* _SUPPLIED RECORDS_:
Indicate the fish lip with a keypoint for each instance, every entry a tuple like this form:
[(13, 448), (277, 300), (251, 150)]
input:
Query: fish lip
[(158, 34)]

* _TO DO_: In the lines above, change every "fish lip" to "fish eye" and give the lines again with nothing else altered.

* _REPLY TO THE EXERCISE_:
Indicate the fish eye with a keypoint for each instance, every entry a tuple like this form:
[(13, 448), (277, 300), (251, 150)]
input:
Query: fish eye
[(158, 34)]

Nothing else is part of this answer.